• CONSIGNE 1:
Pour chacune des affirmations (a), (b) et (c), dites si elle concorde avec l'article sur les stocks de morue, en répondant par oui ou par non et en citant textuellement les mots de l'article qui tranchent.
(a) Les relevés acoustiques sont effectués sur les hauts-fonds où se tiennent habituellement les morues.
(b) La plupart des témoins n'accordaient aucune confiance à la valeur des résultats.
(c) Beaucoup de pêcheurs ont été surpris par les faibles densités de morue rapportées.
• CONSIGNE 2: Recopiez à l'identique le passage de l'article sur les stocks de morue qui va de « 46. On pense » jusqu'à « limitée en 1998. ».

• ARTICLE:
⟨

46. On pense que les scientifiques qui ont surestimé les stocks de poissons de fond et sous-estimé les prises font maintenant preuve d'une prudence excessive dans leurs estimations des stocks de morue. On a signalé à ce propos les relevés acoustiques des stocks de morue. Aux dires des témoins, ces relevés sont effectués le long d'une ligne imaginaire traversant les baies et non sur les hauts-fonds où les morues ont l'habitude de se tenir. Peu de pêcheurs ont été surpris par les faibles densités de morue rapportées à l'issue des relevés acoustiques, pour la simple raison que les scientifiques effectuaient leurs relevés aux mauvais endroits. La plupart des témoins n'avaient donc aucune confiance dans la valeur des résultats. Beaucoup de pêcheurs sont au contraire convaincus qu'il y a suffisamment de morue pour justifier une pêche côtière limitée en 1998.

⟩

[Enregistrements sources]

⟨

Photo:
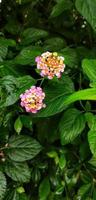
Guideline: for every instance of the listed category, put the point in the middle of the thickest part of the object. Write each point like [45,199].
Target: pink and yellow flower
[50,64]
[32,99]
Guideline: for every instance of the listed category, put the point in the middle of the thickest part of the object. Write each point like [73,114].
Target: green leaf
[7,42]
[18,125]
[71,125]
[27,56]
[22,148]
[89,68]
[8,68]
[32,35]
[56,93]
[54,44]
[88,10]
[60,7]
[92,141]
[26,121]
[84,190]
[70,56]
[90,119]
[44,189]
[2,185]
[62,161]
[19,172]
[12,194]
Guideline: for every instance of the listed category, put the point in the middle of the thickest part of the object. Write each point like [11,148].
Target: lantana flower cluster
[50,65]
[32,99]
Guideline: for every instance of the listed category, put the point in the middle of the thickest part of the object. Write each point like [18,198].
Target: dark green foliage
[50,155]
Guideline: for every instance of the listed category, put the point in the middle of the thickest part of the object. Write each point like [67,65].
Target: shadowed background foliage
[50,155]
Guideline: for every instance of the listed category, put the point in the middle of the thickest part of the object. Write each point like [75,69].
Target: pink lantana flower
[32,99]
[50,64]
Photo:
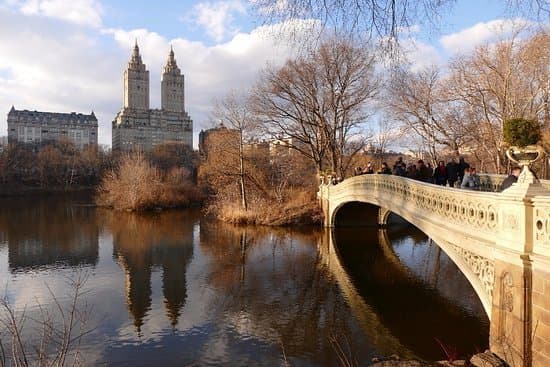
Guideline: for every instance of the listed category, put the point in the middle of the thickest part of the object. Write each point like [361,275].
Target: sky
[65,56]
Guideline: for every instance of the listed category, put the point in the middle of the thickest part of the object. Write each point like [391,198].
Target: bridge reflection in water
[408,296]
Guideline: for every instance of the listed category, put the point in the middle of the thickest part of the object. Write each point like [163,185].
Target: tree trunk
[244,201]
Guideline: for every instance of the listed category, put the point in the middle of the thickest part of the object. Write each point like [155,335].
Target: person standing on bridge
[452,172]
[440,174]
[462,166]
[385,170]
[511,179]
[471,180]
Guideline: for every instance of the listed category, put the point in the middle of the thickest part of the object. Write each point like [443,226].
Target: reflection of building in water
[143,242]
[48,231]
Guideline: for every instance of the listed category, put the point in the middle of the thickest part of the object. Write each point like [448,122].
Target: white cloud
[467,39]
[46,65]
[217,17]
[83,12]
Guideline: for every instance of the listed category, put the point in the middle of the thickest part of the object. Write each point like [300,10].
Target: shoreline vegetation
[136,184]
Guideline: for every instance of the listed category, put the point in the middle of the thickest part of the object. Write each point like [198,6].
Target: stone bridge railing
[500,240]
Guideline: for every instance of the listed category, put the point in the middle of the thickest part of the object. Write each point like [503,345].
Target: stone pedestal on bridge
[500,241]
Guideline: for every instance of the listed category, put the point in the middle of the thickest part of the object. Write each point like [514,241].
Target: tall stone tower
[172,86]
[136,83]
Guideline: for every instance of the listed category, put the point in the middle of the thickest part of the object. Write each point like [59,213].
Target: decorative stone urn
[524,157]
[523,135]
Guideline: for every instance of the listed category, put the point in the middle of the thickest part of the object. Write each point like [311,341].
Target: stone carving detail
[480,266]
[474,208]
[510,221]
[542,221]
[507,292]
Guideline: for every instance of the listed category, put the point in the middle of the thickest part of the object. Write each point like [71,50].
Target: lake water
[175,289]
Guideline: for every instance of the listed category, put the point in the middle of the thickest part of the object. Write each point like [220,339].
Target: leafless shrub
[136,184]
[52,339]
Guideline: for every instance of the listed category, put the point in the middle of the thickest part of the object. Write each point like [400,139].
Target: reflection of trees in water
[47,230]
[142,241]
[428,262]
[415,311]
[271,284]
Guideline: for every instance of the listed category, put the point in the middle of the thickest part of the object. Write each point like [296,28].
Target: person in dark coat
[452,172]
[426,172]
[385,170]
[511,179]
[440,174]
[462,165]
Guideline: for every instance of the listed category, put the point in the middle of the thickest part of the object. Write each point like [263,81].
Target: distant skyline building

⟩

• RÉPONSE 1:
(a) Non : « ces relevés sont effectués le long d'une ligne imaginaire traversant les baies et non sur les hauts-fonds où les morues ont l'habitude de se tenir ».
(b) Oui : « La plupart des témoins n'avaient donc aucune confiance dans la valeur des résultats. »
(c) Non : « Peu de pêcheurs ont été surpris par les faibles densités de morue rapportées à l'issue des relevés acoustiques ».

• RÉPONSE 2:
46. On pense que les scientifiques qui ont surestimé les stocks de poissons de fond et sous-estimé les prises font maintenant preuve d'une prudence excessive dans leurs estimations des stocks de morue. On a signalé à ce propos les relevés acoustiques des stocks de morue. Aux dires des témoins, ces relevés sont effectués le long d'une ligne imaginaire traversant les baies et non sur les hauts-fonds où les morues ont l'habitude de se tenir. Peu de pêcheurs ont été surpris par les faibles densités de morue rapportées à l'issue des relevés acoustiques, pour la simple raison que les scientifiques effectuaient leurs relevés aux mauvais endroits. La plupart des témoins n'avaient donc aucune confiance dans la valeur des résultats. Beaucoup de pêcheurs sont au contraire convaincus qu'il y a suffisamment de morue pour justifier une pêche côtière limitée en 1998.